> _Text segment_
# Massive Audio CA50.4 & CA100



## Inferno333 (Mar 29, 2006)

I'll do my best here folks.

I'm doing this review for a gent on this forum by the name of Foreman. He was courteous enough to ship these beast my way for some testing. I have no ways to test other than putting them in the car.

*Amps that i've used:*

Arc KS300.4 and KS1000.1
eD Nine.1, Nine.2, Nine.2x, and Nine.4
JBL BP80.4 and BP1200.1

*Setup:*

Eclipse 8053
TBI tweeters
eD 650 mids
LA Storm 10" Neo


*Appearance:*

-Very nice design
-Clean lines
-Simple looking
-LOTS of heatsink
-Fairly large in size


*Power:*

-Definitely makes rated power
-Never got more than warm
-Birthsheet indicates: [email protected], [email protected], and [email protected]


These amps have a good sound. It's not "bright" like the Arc amps, but not quite as "warm" as the eD amps. It pretty hard to describe. They sound good.

My only real complaint is the gain pot/gain structure. It doesn't seem that accurate. I used the 8v setting with the gains all the way down, but I was unable to get max sound with my Eclipse deck. I've scoped one doing 12.5v with 80/80 volume.


I'd give these guys an 8/10 for the price range, size, and power.


Courtney


----------



## Inferno333 (Mar 29, 2006)

*CA100*









































*CA50.4*


----------



## 240sxguy (May 28, 2009)

> _Information shown_
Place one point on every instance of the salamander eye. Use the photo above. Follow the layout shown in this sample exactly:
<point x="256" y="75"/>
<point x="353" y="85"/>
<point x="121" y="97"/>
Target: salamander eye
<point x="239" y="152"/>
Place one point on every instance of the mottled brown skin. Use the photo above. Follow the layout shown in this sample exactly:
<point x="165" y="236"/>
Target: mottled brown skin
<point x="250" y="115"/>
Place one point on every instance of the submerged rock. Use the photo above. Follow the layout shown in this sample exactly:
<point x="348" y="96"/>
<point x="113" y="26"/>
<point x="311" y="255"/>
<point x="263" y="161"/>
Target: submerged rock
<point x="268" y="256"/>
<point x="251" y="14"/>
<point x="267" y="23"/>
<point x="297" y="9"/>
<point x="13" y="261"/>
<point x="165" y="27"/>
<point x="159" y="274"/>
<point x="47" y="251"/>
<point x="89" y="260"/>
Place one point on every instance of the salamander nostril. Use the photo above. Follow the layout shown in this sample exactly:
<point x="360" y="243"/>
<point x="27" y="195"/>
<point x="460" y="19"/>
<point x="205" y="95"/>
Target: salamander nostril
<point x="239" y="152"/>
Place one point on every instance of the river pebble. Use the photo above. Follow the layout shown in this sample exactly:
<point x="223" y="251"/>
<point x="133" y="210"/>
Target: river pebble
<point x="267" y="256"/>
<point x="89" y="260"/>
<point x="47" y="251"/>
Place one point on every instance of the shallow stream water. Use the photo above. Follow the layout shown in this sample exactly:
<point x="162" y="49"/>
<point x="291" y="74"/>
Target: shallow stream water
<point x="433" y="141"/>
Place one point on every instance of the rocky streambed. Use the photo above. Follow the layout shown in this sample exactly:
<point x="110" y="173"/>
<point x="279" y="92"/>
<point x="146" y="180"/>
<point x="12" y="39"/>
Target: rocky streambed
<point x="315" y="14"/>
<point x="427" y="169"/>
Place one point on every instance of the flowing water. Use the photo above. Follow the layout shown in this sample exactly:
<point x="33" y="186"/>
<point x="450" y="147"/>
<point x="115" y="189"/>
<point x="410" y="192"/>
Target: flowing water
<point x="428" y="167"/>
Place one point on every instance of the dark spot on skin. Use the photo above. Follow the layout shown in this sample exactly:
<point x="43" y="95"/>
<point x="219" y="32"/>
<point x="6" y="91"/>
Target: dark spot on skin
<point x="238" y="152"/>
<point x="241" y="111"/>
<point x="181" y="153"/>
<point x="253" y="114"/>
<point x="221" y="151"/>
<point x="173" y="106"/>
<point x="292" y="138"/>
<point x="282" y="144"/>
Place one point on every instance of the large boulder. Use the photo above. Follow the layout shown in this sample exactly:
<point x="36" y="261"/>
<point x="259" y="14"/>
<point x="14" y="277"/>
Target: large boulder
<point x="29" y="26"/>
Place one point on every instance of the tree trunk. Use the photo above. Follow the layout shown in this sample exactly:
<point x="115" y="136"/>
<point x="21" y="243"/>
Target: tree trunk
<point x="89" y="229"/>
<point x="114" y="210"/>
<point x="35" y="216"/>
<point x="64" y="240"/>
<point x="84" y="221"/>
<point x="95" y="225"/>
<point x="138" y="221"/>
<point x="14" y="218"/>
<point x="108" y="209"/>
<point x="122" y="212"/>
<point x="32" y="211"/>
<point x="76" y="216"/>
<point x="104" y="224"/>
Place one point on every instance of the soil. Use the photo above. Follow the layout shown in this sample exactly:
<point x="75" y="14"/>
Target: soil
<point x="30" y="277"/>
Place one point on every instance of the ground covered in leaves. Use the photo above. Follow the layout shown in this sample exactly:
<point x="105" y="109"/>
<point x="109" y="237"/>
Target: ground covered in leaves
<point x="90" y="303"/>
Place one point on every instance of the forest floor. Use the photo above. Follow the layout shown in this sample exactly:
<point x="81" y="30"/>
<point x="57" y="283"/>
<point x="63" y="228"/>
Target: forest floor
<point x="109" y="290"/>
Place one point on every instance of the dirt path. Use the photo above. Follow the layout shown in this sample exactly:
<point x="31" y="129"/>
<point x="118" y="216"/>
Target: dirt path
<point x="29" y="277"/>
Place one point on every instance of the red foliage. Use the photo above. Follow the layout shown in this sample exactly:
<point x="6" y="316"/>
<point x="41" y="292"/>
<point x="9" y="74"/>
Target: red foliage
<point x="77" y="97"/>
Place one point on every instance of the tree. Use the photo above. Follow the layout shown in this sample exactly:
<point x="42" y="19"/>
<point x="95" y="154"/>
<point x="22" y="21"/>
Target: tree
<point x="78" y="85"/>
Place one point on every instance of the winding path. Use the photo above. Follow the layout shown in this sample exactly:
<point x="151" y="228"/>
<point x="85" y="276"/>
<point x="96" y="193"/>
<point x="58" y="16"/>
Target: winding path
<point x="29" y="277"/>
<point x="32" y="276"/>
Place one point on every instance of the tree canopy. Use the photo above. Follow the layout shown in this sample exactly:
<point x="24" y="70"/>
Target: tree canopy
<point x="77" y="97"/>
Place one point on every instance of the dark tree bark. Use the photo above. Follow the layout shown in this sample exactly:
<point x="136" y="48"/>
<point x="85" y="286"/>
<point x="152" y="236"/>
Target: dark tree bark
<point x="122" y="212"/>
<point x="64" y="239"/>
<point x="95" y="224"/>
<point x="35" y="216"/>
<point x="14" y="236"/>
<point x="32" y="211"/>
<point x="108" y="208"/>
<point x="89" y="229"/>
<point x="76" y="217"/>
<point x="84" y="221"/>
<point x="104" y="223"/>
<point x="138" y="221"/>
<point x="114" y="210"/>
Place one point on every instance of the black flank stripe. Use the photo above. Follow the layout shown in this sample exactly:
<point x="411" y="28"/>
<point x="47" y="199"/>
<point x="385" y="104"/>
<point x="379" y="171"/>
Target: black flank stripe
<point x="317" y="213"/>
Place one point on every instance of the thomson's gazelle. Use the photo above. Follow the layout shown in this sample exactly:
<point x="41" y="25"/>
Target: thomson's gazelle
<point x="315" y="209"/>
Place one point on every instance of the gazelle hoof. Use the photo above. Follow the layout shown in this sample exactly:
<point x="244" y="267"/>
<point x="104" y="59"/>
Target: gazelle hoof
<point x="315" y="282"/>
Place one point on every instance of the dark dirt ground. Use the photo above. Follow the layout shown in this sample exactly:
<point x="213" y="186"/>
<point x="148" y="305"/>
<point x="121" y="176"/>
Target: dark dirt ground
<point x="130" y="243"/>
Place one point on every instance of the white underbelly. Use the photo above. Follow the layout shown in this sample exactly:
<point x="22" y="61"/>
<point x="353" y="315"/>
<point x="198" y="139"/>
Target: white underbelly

> _Exercises_
[A] In the amplifier review thread, what score does the reviewer give the amps, and on what basis?
[B] Extend the Massive Audio amplifier review thread, picking up after its final line.

> _Final answers_
[A] 8/10, for the price range, size, and power.

[B]
My buddy used to swear by those amps. I don't recall the LED's but I do recall them running ridiculously hot. I have a pair of marathon amps that are basically the same as those. 

Evan


----------



## ItalynStylion (May 3, 2008)

Those heatsinks look like they are kinda like a tube with the middle section being hollow but completely enclosed. How on earth does that dissipate heat?


----------



## 240sxguy (May 28, 2009)

Not very well in my experience, they get hot as hell. Not much different than the old rockfords that basically had flat heatsinks.


----------



## foreman (Apr 18, 2007)

Funny, i ran an Rs series, same heatsink......ran fine, no issues....anyhow these are going to be for sale very soon here.......Thanks Courtney!


----------



## Inferno333 (Mar 29, 2006)

No problem sir!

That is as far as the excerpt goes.